● **Data extract**:

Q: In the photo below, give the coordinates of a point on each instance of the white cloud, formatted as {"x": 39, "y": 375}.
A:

...

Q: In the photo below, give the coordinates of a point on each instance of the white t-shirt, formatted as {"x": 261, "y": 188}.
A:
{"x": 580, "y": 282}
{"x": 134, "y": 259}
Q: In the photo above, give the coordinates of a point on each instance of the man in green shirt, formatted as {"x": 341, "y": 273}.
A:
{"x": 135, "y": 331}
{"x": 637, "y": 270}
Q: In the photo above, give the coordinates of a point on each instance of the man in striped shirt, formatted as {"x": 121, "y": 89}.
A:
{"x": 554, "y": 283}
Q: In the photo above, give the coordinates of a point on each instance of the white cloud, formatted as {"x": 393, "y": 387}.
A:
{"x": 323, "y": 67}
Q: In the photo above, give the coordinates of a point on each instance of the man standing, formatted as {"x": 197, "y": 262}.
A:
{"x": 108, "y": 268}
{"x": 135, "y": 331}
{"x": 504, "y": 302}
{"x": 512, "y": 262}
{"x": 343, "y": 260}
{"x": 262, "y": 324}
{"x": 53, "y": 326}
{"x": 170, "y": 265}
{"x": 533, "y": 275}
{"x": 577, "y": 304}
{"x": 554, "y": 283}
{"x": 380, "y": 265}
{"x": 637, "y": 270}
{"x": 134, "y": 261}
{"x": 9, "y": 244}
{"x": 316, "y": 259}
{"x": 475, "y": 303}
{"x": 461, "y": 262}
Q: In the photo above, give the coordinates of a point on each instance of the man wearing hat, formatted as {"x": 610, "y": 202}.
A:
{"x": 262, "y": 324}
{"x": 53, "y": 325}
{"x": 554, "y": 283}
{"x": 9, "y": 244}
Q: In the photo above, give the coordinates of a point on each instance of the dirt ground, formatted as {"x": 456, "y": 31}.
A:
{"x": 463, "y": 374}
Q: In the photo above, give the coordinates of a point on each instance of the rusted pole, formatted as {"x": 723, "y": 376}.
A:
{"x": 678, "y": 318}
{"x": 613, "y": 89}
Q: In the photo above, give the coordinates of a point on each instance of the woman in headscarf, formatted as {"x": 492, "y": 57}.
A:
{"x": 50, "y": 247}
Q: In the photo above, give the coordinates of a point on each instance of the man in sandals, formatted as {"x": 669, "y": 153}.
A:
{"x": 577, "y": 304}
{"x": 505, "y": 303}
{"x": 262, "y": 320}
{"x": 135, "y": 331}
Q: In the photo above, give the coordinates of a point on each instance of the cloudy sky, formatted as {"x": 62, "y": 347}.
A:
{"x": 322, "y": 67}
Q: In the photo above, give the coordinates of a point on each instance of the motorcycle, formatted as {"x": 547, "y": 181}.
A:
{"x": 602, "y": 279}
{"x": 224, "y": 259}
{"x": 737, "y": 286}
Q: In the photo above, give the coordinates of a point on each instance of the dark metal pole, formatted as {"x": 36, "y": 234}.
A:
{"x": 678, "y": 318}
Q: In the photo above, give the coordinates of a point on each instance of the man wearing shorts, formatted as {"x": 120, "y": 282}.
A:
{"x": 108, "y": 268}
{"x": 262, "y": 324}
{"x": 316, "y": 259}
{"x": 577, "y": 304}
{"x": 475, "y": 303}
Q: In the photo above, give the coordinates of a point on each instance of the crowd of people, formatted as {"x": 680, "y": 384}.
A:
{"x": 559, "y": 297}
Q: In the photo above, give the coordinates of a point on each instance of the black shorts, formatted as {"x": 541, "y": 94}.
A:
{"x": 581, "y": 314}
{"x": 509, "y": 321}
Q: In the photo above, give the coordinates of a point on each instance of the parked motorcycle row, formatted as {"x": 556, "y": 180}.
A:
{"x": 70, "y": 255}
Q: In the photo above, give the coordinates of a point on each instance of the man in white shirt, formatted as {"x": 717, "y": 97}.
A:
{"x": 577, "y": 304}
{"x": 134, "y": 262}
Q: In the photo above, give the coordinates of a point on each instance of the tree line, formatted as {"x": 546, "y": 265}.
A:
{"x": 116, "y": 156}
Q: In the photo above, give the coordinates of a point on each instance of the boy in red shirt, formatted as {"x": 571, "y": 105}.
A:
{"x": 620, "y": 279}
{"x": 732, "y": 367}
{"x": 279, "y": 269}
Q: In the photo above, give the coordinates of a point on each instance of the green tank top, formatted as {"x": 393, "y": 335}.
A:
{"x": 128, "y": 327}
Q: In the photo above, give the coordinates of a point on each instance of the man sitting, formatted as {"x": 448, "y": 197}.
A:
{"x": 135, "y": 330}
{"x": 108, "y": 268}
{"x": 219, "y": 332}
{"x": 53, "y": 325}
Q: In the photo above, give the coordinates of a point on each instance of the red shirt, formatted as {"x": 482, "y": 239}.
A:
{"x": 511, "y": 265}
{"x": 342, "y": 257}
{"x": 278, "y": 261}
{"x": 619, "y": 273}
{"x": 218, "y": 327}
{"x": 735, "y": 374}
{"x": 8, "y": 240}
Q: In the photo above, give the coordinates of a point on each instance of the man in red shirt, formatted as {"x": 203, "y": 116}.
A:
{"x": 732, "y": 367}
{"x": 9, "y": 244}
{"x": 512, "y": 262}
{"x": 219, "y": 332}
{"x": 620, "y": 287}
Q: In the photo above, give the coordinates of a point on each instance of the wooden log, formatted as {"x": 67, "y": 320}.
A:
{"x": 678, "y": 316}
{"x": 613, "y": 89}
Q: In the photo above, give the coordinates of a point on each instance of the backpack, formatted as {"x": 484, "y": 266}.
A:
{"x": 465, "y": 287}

--

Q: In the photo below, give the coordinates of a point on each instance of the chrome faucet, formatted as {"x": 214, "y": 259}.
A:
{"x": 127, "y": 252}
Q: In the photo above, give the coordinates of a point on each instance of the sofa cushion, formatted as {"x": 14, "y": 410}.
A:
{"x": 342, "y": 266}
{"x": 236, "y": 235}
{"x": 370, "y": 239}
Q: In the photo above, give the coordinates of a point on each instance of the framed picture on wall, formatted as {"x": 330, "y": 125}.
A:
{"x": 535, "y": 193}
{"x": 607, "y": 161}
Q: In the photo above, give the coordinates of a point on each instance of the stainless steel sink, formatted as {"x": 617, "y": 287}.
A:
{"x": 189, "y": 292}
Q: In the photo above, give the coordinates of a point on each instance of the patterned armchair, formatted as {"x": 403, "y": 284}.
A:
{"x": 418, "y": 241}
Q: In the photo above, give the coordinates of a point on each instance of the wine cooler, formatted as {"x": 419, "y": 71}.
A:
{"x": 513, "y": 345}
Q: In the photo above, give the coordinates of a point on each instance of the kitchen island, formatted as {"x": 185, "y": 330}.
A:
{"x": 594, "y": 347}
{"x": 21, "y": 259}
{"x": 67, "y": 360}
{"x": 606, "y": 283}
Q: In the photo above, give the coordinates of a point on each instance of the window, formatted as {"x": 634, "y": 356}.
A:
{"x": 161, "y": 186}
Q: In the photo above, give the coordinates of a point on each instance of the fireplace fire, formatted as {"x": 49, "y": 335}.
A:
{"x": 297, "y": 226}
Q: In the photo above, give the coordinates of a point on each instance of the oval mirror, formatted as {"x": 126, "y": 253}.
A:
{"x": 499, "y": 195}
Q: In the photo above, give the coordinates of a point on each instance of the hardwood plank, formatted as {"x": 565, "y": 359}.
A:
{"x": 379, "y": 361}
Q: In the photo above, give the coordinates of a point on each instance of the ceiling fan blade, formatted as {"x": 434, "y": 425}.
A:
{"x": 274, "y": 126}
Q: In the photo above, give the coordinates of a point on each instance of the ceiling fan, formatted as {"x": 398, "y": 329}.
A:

● **Set problem**:
Pick out each line above that contains the string "shirt".

● **The completed task**:
Q: In the photo below, give the coordinates of a point on each instance of the white t-shirt, formatted as {"x": 261, "y": 188}.
Q: In the photo above, give the coordinates of a point on each instance of the man in green shirt, formatted as {"x": 341, "y": 273}.
Q: In the photo above, give the coordinates of a point on each instance of the man in striped shirt, formatted as {"x": 121, "y": 89}.
Q: In the photo above, give the coordinates of a point on each instance of the man in white shirt, formatted as {"x": 717, "y": 97}.
Q: In the photo above, give the coordinates of a point on each instance of the boy in red shirt, formatted as {"x": 571, "y": 105}.
Q: In the photo above, give the coordinates of a point on each instance of the red shirt, formatted as {"x": 482, "y": 239}.
Q: In the photo above, give the coordinates of a point on each instance of the man in red shirt, formatted as {"x": 203, "y": 116}.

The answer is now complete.